» Aim
Copy, word for word, the records from the line containing "front tire shown in this photo." through the last line of the records, including both ends.

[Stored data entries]
◇ ◇ ◇ ◇

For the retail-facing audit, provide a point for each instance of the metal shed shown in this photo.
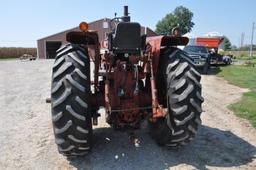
(47, 46)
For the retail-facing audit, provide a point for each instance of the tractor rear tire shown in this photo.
(70, 101)
(183, 89)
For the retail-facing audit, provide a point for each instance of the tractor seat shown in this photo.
(126, 38)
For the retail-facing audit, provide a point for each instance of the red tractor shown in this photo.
(134, 78)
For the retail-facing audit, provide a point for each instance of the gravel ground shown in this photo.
(26, 137)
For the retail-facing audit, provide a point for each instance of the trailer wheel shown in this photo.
(183, 90)
(70, 101)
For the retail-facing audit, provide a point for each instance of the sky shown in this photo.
(23, 22)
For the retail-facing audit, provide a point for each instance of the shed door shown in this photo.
(51, 48)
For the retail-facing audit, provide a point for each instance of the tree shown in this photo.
(181, 17)
(227, 44)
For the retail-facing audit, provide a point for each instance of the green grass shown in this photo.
(8, 58)
(246, 58)
(243, 76)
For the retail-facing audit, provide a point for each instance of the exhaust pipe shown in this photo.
(126, 17)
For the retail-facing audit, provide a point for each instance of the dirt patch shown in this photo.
(26, 137)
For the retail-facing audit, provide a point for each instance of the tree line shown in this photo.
(16, 52)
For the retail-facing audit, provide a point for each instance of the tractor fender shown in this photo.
(156, 42)
(87, 38)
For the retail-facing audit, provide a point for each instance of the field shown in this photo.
(243, 76)
(13, 52)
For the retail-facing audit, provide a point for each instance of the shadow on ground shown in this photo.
(212, 147)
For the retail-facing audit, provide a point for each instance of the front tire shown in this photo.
(70, 101)
(184, 100)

◇ ◇ ◇ ◇

» Answer for the task
For the retail-facing audit, provide a point for each instance of the front tire shown in this photo.
(70, 101)
(184, 100)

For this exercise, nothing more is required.